* _PAGE_:
--- Begin ---
An example of the problems caused by lack of legal aid

Family Law|October 18th 2016

The Court of Appeal’s judgment in the case Roocroft v Ball, handed down last Friday, caused a number of headlines, both in family law circles and in the national media. As I will briefly explain in a moment, it caused those headlines for several reasons, but I want to look here at something else that struck me about the case: it seems to be an example of the problems that can be caused by the government’s legal aid policy.

The case concerned an appeal against an order dismissing an application by the appellant to set aside a consent order made in 2010 in financial remedy proceedings, following the dissolution of her civil partnership with her former partner, now deceased. The consent order provided for the deceased partner to pay the appellant a lump sum of £162,000 by way of instalments and periodical payments of £18,050 per annum for two years. The application to set aside had been made on the basis that the deceased partner had been guilty of material non-disclosure, the appellant claiming to have discovered that the deceased partner had hidden business assets worth millions of pounds. The Court of Appeal found that the judge had erred in summarily dismissing the application and was wrong not to have made findings of fact as to the non-disclosure. The appeal was therefore allowed.
--- End ---
* _LISTING_:
--- Begin ---
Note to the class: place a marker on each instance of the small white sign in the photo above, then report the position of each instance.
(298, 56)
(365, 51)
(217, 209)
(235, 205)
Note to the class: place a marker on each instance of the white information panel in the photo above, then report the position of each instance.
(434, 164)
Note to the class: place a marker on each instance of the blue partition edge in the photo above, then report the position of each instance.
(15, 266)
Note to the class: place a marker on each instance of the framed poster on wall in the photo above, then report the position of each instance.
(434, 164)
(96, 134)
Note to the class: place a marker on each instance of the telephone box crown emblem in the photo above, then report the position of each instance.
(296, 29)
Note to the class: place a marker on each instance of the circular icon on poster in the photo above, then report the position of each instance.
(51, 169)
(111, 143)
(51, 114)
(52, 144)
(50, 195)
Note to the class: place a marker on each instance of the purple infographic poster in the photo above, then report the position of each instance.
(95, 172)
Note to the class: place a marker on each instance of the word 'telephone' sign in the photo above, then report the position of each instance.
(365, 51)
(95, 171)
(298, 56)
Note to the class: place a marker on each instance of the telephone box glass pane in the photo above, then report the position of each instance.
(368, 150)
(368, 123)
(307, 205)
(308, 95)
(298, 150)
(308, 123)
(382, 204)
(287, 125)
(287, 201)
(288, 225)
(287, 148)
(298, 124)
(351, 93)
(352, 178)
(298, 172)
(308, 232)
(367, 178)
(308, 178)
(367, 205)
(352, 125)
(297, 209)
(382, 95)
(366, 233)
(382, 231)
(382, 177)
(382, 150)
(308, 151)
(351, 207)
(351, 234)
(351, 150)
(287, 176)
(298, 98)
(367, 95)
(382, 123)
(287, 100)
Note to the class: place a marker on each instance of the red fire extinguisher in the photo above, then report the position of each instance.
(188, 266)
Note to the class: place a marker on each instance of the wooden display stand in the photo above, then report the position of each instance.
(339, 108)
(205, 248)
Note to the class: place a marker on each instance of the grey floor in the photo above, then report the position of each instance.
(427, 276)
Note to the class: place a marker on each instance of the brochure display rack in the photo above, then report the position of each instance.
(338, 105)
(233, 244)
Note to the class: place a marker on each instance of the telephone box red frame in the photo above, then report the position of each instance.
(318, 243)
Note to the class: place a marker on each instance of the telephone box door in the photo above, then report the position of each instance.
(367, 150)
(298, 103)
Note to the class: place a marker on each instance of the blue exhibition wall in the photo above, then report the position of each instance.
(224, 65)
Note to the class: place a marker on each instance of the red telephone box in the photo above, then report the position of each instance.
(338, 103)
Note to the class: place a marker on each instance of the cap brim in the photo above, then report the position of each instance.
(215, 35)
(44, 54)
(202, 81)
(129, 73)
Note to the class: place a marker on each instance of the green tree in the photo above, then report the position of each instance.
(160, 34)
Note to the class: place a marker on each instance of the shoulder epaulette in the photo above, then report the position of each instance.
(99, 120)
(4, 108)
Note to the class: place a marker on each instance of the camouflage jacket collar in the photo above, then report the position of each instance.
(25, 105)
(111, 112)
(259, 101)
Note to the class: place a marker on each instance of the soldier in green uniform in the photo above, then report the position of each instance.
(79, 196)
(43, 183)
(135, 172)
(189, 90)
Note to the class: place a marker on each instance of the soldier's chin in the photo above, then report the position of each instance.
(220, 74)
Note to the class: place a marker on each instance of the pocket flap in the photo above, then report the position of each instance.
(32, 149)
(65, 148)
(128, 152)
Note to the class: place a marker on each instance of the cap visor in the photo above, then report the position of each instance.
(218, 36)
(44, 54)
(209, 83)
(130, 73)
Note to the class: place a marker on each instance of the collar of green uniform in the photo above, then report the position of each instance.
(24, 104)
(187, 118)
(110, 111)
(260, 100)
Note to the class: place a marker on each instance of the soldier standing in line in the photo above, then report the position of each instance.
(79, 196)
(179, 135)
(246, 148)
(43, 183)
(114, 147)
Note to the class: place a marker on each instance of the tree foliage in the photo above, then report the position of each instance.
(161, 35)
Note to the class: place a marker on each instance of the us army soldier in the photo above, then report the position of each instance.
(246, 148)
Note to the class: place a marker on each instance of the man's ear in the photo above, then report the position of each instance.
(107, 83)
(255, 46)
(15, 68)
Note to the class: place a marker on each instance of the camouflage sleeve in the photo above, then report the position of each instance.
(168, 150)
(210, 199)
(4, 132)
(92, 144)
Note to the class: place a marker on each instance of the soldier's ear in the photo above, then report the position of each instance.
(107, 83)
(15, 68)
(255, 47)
--- End ---
* _REQUIRED ACTIONS_:
**1)** From the legal aid post, extract the passage that begins with the words "The Court of Appeal’s" and ends after the words "legal aid policy.".
**2)** In the legal aid post, what lump sum did the 2010 consent order require the deceased partner to pay the appellant?

* _ANSWERS TO EACH TASK_:
**1)**
The Court of Appeal’s judgment in the case Roocroft v Ball, handed down last Friday, caused a number of headlines, both in family law circles and in the national media. As I will briefly explain in a moment, it caused those headlines for several reasons, but I want to look here at something else that struck me about the case: it seems to be an example of the problems that can be caused by the government’s legal aid policy.

**2)** £162,000, paid by way of instalments.